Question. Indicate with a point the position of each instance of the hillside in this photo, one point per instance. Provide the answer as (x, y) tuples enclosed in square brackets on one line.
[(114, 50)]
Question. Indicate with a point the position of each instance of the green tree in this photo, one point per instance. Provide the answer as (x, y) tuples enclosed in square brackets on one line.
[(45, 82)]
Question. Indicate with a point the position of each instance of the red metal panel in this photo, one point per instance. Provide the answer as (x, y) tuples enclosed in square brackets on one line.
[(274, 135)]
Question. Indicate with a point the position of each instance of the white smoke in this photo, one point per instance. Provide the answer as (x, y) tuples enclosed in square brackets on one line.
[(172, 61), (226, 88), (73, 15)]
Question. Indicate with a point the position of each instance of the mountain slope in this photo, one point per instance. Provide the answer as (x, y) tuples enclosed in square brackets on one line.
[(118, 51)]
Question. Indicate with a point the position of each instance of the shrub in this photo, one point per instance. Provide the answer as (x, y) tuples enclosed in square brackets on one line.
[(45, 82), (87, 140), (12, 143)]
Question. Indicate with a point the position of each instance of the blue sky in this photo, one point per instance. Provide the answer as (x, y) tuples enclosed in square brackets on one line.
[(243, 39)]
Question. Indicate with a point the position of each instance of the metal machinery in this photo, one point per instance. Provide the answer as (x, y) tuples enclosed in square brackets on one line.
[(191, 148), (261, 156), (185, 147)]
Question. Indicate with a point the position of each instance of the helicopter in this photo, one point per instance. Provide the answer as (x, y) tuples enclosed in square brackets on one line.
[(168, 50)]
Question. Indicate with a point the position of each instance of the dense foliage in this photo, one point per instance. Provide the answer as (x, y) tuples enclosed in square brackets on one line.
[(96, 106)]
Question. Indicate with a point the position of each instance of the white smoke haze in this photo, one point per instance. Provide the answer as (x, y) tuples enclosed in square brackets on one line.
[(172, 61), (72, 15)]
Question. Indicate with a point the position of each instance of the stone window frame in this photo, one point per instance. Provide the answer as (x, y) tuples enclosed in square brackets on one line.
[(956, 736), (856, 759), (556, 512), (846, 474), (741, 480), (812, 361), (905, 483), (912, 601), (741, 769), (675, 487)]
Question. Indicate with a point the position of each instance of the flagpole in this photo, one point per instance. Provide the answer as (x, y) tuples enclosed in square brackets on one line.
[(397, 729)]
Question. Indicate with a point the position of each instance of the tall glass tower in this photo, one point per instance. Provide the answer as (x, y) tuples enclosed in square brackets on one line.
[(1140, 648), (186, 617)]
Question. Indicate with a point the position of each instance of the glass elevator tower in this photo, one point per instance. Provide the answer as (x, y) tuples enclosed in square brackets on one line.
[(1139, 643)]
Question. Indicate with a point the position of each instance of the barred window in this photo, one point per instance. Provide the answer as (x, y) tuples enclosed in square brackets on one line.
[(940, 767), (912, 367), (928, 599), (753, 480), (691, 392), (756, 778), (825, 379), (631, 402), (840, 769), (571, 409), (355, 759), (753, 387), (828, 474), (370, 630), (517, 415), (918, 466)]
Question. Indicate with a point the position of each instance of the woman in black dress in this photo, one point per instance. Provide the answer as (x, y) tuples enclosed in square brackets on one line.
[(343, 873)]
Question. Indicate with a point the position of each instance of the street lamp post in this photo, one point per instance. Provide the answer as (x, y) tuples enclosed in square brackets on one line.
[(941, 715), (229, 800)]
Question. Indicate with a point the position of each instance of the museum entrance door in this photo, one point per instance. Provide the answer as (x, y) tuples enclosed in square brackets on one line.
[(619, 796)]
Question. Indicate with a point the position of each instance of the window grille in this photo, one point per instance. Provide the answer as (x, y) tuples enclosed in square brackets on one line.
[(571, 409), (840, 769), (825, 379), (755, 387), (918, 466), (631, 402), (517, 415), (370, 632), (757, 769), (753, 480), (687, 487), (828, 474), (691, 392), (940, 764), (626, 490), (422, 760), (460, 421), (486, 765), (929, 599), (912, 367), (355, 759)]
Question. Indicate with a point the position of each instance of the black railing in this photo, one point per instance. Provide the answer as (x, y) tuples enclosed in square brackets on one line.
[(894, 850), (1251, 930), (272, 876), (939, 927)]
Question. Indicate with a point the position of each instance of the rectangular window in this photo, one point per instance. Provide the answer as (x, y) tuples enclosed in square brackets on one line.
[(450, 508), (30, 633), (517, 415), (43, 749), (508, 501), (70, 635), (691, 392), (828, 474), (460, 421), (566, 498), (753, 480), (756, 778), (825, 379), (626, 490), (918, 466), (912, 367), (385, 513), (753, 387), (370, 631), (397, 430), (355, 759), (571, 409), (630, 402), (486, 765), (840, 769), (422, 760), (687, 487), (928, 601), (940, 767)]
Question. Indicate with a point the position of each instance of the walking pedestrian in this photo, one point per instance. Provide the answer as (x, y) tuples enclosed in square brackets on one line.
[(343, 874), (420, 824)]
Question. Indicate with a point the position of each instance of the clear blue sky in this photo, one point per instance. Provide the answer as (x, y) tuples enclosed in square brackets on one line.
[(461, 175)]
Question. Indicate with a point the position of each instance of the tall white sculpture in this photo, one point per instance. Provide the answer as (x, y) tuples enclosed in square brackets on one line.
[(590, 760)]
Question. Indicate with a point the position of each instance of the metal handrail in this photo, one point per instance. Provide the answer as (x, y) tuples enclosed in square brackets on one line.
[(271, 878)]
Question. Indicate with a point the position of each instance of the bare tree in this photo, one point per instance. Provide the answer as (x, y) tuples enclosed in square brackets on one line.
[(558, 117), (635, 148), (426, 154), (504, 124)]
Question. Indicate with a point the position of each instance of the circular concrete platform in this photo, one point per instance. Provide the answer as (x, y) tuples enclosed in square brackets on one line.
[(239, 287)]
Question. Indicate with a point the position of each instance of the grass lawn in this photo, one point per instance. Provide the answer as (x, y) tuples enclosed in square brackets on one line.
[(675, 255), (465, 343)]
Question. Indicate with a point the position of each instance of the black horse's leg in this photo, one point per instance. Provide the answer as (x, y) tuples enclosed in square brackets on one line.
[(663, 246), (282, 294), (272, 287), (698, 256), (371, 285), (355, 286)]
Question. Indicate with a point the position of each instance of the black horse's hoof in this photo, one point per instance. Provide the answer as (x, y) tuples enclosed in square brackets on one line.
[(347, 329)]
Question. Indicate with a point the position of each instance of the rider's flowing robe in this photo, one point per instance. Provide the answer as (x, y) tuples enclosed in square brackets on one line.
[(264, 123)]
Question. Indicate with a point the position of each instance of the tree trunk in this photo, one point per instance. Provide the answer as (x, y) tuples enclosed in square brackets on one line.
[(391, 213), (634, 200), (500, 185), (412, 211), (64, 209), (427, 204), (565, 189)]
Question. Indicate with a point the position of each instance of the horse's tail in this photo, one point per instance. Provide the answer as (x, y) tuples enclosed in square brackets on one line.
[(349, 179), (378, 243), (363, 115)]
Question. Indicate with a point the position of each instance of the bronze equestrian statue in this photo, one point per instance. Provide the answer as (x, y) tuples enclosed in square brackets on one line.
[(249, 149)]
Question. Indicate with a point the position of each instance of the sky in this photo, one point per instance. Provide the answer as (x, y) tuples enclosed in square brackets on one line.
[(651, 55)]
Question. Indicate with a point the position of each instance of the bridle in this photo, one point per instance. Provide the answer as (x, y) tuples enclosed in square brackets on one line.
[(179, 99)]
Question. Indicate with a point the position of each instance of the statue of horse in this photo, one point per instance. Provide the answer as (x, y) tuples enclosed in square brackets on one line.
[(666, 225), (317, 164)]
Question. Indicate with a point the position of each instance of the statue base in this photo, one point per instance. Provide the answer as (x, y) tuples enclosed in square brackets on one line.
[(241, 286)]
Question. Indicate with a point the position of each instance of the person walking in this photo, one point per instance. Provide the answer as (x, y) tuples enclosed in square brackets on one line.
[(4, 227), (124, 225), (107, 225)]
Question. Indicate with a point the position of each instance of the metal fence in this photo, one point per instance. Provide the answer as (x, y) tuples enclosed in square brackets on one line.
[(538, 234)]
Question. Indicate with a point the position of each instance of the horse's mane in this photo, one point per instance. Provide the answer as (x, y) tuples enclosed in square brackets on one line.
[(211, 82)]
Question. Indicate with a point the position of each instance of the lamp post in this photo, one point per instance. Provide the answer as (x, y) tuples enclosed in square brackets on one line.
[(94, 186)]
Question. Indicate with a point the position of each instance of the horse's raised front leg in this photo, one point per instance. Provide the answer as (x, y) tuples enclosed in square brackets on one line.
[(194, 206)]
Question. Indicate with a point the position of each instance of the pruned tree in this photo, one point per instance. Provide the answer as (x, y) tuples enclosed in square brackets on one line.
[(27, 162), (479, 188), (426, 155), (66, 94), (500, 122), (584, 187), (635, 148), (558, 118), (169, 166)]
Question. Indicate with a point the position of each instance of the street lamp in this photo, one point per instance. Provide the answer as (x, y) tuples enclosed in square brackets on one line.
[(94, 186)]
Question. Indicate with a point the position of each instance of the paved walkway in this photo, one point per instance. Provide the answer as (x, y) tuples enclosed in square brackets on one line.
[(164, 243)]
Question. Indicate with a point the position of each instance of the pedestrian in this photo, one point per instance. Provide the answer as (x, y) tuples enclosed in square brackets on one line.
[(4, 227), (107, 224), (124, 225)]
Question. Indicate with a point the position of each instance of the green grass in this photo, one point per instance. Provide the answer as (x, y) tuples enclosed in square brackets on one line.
- - -
Task objective
Beginning at the line that contains "of the paved", transcribe every line through the end of the material exactly, leaving out all earlier lines.

Task result
Question. Indicate with a point the position of each instance of the paved walkway in this photo, one point per instance. Provide the answer as (x, y) tuples enclosed in square brackets on one line.
[(164, 243)]
Question. Indicate with a point the position of each instance of the pedestrian in this photo, one point per instance. Provide the answer as (x, y) tuples enclosed in square brackets on one line.
[(4, 227), (107, 224), (124, 225)]
Question. Indicate with a point the position of each instance of the green grass in this photo, one point per instance. Provide the answer as (x, y) tuples enclosed in square brackets on one line.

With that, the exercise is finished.